§ Work instruction: Output all of the entries beneath, exactly as written.

== == ==

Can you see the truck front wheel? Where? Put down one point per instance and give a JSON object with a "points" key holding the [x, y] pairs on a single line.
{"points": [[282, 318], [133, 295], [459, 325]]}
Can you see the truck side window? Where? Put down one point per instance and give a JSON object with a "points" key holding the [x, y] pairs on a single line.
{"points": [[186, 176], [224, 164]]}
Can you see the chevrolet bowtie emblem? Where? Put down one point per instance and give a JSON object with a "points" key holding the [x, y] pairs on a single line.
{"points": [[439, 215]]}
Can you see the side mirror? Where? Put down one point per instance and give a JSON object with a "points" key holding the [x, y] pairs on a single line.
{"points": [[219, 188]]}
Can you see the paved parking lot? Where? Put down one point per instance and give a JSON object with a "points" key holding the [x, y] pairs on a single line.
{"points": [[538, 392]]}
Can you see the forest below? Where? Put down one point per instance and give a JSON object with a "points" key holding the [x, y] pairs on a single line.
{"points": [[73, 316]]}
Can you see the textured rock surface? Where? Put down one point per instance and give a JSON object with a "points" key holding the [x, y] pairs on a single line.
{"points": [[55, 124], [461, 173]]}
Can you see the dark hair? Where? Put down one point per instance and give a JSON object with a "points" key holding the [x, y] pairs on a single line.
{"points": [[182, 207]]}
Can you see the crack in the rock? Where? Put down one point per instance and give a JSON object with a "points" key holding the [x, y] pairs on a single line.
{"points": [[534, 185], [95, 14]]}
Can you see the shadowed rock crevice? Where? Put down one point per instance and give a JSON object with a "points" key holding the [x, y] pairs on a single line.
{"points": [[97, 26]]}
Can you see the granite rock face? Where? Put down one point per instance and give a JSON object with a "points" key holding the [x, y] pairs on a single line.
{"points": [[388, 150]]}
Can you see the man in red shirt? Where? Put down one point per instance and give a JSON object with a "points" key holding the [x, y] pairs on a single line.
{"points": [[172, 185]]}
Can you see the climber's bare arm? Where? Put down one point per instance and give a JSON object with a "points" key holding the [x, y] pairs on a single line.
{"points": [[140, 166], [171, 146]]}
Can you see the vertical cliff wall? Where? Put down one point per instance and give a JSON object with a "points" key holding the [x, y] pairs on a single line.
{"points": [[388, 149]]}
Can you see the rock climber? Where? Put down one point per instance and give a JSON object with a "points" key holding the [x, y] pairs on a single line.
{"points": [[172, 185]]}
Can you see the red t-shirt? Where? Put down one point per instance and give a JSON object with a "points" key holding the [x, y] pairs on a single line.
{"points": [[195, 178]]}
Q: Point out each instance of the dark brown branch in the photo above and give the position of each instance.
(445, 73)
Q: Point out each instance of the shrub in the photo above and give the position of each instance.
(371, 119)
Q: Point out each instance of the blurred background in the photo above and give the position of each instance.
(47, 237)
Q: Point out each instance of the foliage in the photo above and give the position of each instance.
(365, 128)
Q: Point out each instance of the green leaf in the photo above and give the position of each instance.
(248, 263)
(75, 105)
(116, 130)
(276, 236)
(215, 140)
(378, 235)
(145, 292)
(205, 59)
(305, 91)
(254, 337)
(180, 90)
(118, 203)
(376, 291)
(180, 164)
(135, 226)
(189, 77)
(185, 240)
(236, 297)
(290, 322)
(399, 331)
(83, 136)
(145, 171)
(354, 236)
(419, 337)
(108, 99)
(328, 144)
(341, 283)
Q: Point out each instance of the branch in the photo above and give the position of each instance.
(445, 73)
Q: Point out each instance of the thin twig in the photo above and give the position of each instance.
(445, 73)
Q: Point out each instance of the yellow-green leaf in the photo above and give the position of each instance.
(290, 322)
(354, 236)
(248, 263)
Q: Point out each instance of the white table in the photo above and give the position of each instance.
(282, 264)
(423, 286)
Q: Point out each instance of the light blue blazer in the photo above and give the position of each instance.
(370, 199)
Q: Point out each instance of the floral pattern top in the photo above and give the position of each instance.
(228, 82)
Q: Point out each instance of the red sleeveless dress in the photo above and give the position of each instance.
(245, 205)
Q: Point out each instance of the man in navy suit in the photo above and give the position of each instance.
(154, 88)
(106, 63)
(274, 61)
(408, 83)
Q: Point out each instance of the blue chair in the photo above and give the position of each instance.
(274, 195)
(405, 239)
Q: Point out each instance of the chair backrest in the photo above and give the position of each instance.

== == ==

§ Answer to this exercise:
Can you see the truck front wheel? Where? Put down one point per instance and give a JSON object with a "points" key holding the [x, y] pairs on a single line.
{"points": [[282, 318], [133, 295], [459, 325]]}
Can you see the truck side window? Where? Put down one point per instance and give a JSON object with a "points" key holding the [x, y] pairs on a single line.
{"points": [[186, 176], [224, 164]]}
Can you see the chevrolet bowtie emblem? Where? Put down one point per instance and give a JSON object with a "points" key holding the [x, y] pairs on a single line.
{"points": [[439, 215]]}
Can you see the side mirror? Where? Put down one point per instance and give a JSON object with a "points" key holding the [x, y] pairs on a single line.
{"points": [[219, 188]]}
Can you see the paved parking lot? Where? Put down one point per instance and give a JSON object with a "points" key holding the [x, y] pairs on a single line.
{"points": [[538, 392]]}
Can you see the forest below? Where? Put down one point per instance and give a JSON object with a "points" key holding the [x, y] pairs on a single line.
{"points": [[73, 316]]}
Can you see the textured rock surface? Where? Put down one point per instance and give a JSON object with a "points" key holding the [x, y] pairs on a single line.
{"points": [[55, 124], [461, 173]]}
Can you see the dark hair? Where? Put down one point per instance and give a JSON object with a "points" key holding the [x, y] pairs on a single line.
{"points": [[182, 207]]}
Can you see the crack in the rock? Where? Put down one point per instance and give a JSON object with a "points" key holding the [x, y] pairs on a single line.
{"points": [[534, 185], [95, 14]]}
Can you see the shadowed rock crevice? Where? Put down one point per instance and give a JSON object with a "points" key holding the [x, y] pairs on a single line.
{"points": [[97, 26]]}
Can you see the granite rock face? Where? Put down one point per instance and give a JSON object with a "points" key holding the [x, y] pairs on a single line.
{"points": [[388, 150]]}
Can you see the man in red shirt? Where? Put down one point per instance and give a JSON object with a "points" key holding the [x, y] pairs on a single line.
{"points": [[172, 185]]}
Can you see the climber's bare arm? Where? Put down one point per instance and give a JSON object with a "points" key holding the [x, y] pairs on a single line.
{"points": [[140, 166], [171, 146]]}
Can you see the vertical cliff wall? Where? Put down one point per instance and give a JSON object with a "points" key holding the [x, y] pairs on a single line.
{"points": [[388, 149]]}
Can you see the rock climber? Where? Put down one point per instance and give a JSON object with a "points" key holding the [x, y] pairs on a single line.
{"points": [[172, 185]]}
Can you see the red t-shirt? Where? Put down one point per instance and give a JSON object with a "points" key holding the [x, y] pairs on a single line.
{"points": [[195, 178]]}
Q: Point out each instance of the dark brown branch in the photo above and give the position of each instance.
(445, 73)
Q: Point out each instance of the shrub in the photo above and give the position of each instance.
(371, 119)
Q: Point out each instance of the blurred background in the photo above and give the position of each instance.
(47, 237)
Q: Point out each instance of the foliage in the photo above and give the position of each instance.
(365, 128)
Q: Point out each instance of the green leaf in the photo above and give the position of each instance.
(248, 263)
(75, 105)
(116, 130)
(276, 236)
(215, 140)
(378, 235)
(145, 292)
(205, 59)
(305, 91)
(254, 337)
(180, 90)
(118, 203)
(376, 291)
(180, 164)
(135, 226)
(189, 77)
(185, 240)
(236, 297)
(290, 322)
(399, 331)
(83, 136)
(145, 171)
(354, 236)
(419, 337)
(108, 99)
(328, 144)
(341, 283)
Q: Point out each instance of the branch in the photo above and give the position of each instance.
(445, 73)
Q: Point out each instance of the thin twig in the photo above and give the position of each instance.
(445, 73)
Q: Point out each instance of the yellow-green leaf in the photo above and give the position of each instance.
(290, 322)
(354, 236)
(248, 263)
Q: Point out each instance of the white table in the photo above and give the position of each instance.
(282, 264)
(423, 286)
Q: Point out each instance of the light blue blazer in the photo above and give the position of each instance.
(370, 199)
Q: Point out each instance of the floral pattern top in the photo above and give the position of each instance.
(228, 82)
Q: Point out each instance of the red sleeveless dress in the photo above and give the position of each instance.
(245, 205)
Q: Point out each instance of the man in navy suit in the photo above and give the position of each instance.
(154, 88)
(106, 63)
(274, 61)
(408, 83)
Q: Point out each instance of the blue chair in the photo above and give the position of each instance.
(274, 195)
(405, 239)
Q: Point out each instance of the chair backrest in the photo above and give the position of each instance.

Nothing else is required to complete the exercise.